* EXERCISE TASK:
Extract every line of the records that contains the word "grass", copying each one in full. Case matters when matching.

* GIVEN ENTRIES:
* * *
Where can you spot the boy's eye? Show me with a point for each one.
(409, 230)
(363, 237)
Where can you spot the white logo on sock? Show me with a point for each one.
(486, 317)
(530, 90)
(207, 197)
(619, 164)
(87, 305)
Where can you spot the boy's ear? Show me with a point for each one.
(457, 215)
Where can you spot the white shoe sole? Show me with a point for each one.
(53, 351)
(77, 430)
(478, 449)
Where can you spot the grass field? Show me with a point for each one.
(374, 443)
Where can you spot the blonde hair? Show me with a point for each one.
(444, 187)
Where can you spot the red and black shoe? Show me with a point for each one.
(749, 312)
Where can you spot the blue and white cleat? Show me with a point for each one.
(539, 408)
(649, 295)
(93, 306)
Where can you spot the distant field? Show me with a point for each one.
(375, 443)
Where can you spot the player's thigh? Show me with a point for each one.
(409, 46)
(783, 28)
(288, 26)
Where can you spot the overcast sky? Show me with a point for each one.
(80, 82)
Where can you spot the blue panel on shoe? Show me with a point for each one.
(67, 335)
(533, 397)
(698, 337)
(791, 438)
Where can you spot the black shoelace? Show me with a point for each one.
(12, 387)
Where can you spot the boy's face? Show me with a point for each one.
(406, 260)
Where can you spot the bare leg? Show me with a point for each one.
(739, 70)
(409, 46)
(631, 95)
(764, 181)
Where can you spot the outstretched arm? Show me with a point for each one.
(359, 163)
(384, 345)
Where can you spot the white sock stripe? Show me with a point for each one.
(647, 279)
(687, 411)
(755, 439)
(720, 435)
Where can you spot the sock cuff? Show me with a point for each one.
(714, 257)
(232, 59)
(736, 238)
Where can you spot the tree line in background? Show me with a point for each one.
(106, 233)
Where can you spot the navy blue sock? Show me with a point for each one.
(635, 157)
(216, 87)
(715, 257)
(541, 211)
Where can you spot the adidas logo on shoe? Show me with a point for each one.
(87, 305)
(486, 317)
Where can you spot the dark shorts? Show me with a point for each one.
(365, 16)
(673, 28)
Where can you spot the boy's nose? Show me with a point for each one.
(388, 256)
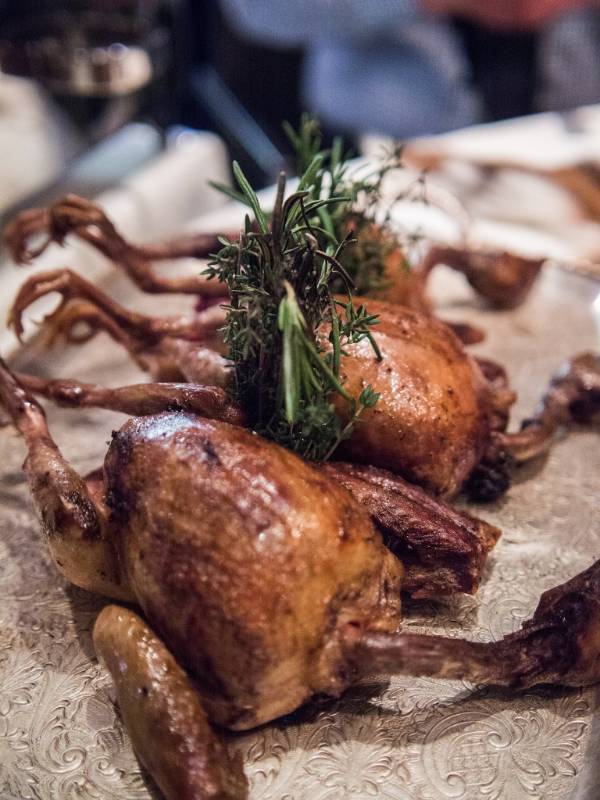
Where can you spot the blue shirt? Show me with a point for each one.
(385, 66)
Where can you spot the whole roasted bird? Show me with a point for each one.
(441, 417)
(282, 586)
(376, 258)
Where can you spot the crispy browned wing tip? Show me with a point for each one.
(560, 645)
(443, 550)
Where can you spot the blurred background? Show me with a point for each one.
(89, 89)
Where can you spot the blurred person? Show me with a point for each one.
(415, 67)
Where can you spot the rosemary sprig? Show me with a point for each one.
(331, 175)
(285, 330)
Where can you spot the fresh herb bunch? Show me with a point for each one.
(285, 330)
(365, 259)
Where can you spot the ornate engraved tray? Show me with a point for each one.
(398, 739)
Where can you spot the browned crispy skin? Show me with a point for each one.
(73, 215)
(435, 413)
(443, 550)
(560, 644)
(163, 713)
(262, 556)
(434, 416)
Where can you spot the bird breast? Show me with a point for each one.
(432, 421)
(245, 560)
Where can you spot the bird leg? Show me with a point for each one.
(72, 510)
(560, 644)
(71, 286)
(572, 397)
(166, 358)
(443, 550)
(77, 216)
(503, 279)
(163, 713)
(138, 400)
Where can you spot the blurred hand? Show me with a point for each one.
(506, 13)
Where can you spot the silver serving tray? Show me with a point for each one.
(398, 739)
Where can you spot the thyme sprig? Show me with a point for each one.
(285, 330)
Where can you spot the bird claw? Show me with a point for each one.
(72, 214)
* * *
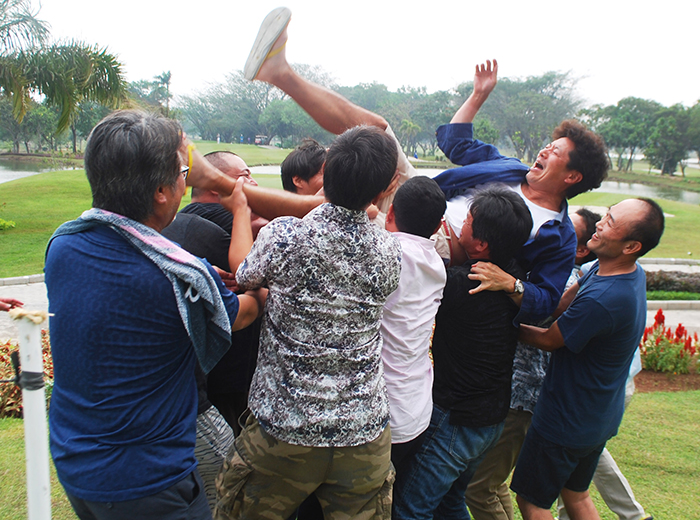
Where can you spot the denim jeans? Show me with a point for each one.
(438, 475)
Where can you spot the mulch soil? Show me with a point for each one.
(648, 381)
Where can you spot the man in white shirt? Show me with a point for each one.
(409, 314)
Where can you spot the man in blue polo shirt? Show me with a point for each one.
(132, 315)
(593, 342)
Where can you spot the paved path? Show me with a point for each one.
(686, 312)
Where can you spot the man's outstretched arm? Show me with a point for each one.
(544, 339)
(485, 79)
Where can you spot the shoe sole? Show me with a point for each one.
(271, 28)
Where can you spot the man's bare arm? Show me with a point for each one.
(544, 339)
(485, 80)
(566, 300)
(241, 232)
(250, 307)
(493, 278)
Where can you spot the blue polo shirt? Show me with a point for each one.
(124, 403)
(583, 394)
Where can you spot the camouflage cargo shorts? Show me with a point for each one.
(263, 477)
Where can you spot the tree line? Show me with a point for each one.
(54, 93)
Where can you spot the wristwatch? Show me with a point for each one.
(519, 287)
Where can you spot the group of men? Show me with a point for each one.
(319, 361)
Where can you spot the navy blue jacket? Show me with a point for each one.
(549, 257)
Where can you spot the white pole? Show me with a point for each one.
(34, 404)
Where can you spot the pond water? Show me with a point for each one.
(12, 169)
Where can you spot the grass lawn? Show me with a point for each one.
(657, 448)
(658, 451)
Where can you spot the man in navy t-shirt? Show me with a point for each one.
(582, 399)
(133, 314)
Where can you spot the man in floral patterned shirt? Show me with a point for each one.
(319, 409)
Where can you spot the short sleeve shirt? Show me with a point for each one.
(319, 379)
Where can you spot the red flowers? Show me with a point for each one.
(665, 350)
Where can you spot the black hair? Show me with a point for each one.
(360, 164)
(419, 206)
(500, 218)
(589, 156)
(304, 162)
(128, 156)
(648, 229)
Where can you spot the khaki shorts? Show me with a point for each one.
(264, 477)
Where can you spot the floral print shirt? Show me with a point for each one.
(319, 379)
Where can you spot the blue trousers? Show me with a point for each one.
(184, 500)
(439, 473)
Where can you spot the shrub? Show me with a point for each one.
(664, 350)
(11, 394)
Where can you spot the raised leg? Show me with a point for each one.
* * *
* RESULT FOR THIS TASK:
Where can you spot the grass field? Show me with a point for each one.
Where can you spot the grass lawn? Show me with a point for each one.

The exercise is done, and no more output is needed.